## What the task asks
Please reproduce word for word the part of the Linux process-killing passage below, starting with "At some point, you" and going on through "its configuration files.".

## Document extract

The -1 option tells the kill command to attempt to end the process as if the user who started it has logged out. When you use this option, the kill command also attempts to go through and kill child processes left behind. This won’t always work, though—you may still need to go through and kill child processes manually first, before killing the parent process. To kill more than one process at a time, simply separate the PIDs with spaces on the kill command line:

	# kill 24384 24383 24380

A second option is to send a TERM signal to the parent process in an attempt to kill it and its child processes. This can be done using the following command:

	# kill –TERM 23739

Alternatively, you can attempt to kill all the processes within the same process group using killall. The killall command enables you to specify the names of the processes you want to terminate, rather than their PIDs, which can save you a lot of ps commands and eyestrain:

	# killall httpd

Stopping and Restarting a Process

At some point, you might find yourself wanting to simply stop and restart a process. Instead of issuing the sequence of commands to manually kill and then restart your process, try using the following command:

	# kill –HUP 23739

This will have Linux perform the process shutdown gently, and then restart it immediately. This is especially handy when you’re working on configuring an application that needs its process restarted after changes to its configuration files.

The Last Resort

If the regular kill or kill –1 commands don’t work, you can always bring out the all-powerful kill –9 command:

	# kill –9 23739

This extremely powerful and dangerous command forces a process to stop in its tracks, without allowing it to clean up after itself. This can lead to unutilized system resources and is generally not recommended unless all other options have failed.

After using the kill –9 (or the synonymous kill –s SIGKILL) command, be sure to use ps –ef again to make sure you don’t have any zombie processes left. You can only eliminate a zombie process by terminating its parent process, which is fine if the parent process can safely be terminated or restarted but problematic if the zombie process has ended up being owned by the init process (PID 1). You do not want to kill the init process unless you know its implications and really mean to do that, because killing init will shut down your system. If you have zombie processes whose parent is init, and they are consuming significant amounts of system resources, you will need to reboot the machine at some point in order to clean up the process table.

See Also

  • man kill

  • man ps

Brian Warshawsky

Use a Serial Console for Centralized Access to Your Systems

Keep a secret backdoor handy for midnight emergencies.

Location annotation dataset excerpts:
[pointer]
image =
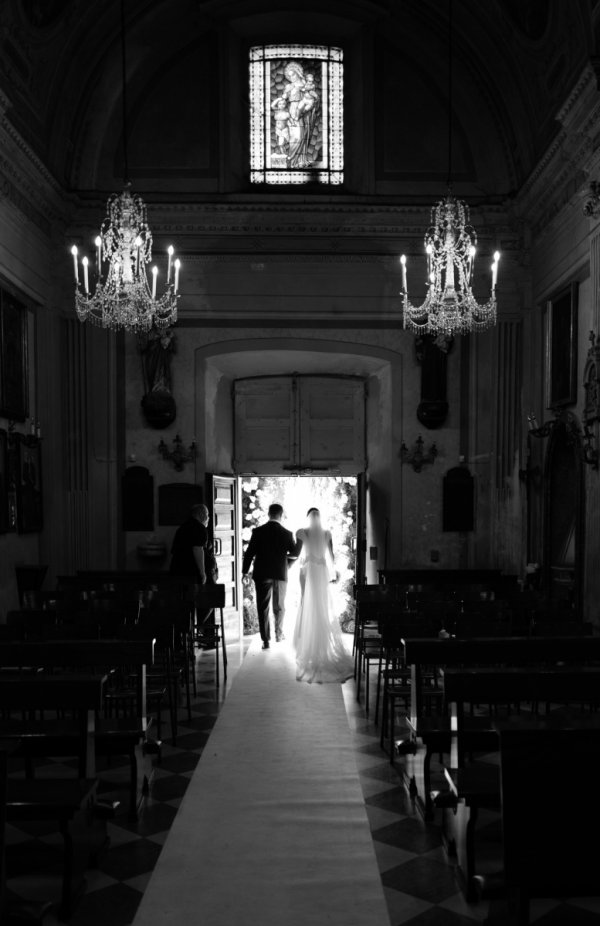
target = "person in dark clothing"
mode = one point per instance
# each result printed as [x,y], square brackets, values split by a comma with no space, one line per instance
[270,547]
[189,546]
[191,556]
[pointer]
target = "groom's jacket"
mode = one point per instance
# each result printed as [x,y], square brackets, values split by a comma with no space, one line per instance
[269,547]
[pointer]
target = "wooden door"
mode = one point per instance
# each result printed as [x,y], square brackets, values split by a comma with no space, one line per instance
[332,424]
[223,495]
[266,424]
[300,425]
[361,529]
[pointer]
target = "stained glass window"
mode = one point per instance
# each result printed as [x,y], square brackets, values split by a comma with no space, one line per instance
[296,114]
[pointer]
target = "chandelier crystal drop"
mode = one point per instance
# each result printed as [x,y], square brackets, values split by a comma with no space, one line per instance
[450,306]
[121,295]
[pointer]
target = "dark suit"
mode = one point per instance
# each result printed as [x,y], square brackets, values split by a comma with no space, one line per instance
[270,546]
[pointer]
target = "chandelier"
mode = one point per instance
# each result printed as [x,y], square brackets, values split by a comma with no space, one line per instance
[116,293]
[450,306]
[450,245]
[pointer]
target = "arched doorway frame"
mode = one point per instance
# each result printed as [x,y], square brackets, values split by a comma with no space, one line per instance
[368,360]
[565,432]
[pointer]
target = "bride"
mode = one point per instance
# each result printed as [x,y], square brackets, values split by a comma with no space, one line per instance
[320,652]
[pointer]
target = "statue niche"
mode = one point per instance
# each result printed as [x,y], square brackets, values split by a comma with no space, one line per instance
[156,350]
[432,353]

--

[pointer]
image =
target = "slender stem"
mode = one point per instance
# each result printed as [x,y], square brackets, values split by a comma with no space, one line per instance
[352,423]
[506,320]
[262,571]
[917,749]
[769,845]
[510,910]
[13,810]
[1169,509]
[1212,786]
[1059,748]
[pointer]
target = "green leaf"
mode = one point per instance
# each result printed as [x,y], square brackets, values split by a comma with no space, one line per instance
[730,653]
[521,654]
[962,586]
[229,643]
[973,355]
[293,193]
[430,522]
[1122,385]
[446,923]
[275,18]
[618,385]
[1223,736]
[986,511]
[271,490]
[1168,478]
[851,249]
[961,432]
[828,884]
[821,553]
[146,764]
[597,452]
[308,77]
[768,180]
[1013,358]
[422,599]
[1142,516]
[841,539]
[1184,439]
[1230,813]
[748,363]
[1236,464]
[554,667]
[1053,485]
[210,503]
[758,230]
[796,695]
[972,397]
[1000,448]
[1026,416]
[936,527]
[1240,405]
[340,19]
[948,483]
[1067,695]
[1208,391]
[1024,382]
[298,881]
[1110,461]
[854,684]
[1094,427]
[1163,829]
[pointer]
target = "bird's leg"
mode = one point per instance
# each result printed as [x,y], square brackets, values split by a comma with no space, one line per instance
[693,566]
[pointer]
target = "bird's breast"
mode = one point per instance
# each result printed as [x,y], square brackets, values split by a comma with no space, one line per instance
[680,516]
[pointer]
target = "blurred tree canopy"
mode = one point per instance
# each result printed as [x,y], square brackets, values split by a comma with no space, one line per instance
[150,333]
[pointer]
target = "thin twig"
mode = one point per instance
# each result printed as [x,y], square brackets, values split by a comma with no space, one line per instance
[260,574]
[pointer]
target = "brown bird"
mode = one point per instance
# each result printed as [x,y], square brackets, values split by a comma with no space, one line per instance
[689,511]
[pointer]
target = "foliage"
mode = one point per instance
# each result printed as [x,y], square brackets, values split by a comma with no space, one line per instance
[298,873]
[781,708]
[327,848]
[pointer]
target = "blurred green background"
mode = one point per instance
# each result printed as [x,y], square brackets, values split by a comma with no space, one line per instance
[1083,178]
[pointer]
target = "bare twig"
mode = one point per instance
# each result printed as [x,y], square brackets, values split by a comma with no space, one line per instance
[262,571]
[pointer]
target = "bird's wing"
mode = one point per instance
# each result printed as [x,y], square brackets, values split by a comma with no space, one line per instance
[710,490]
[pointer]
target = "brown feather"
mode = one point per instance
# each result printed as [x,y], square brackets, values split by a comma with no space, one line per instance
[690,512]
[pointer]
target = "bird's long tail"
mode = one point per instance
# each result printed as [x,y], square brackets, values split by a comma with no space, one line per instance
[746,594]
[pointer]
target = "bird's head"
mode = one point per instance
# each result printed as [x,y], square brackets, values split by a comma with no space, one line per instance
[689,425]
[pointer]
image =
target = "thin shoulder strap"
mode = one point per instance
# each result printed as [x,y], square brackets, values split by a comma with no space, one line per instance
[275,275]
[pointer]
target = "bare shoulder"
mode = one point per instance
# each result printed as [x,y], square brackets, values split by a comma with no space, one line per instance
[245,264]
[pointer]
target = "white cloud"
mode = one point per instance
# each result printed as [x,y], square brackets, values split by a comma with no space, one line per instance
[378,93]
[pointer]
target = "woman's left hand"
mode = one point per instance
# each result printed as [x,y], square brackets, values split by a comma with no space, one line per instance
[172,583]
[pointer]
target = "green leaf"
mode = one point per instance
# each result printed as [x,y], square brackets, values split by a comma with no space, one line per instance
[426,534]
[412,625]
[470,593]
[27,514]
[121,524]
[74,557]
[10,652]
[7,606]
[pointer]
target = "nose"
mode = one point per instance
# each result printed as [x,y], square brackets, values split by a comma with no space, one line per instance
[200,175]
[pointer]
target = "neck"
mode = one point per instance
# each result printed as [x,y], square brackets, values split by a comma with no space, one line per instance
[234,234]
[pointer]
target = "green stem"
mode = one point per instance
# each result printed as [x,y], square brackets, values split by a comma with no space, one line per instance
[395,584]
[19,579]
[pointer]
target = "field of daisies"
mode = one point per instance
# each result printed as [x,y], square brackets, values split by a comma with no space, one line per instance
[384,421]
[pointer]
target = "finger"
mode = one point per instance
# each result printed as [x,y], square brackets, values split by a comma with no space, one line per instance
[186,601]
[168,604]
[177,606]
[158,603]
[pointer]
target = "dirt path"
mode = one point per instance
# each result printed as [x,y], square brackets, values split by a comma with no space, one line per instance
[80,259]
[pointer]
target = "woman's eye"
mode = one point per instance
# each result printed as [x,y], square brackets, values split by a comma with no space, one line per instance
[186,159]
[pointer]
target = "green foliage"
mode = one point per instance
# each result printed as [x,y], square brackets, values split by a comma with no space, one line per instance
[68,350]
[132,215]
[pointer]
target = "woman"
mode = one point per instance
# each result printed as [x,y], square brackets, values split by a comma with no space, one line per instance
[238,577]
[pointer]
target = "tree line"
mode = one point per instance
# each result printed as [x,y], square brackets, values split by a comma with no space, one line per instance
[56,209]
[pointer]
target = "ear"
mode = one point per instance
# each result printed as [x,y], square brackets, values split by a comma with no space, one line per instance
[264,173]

## Solution for this problem
At some point, you might find yourself wanting to simply stop and restart a process. Instead of issuing the sequence of commands to manually kill and then restart your process, try using the following command:

	# kill –HUP 23739

This will have Linux perform the process shutdown gently, and then restart it immediately. This is especially handy when you’re working on configuring an application that needs its process restarted after changes to its configuration files.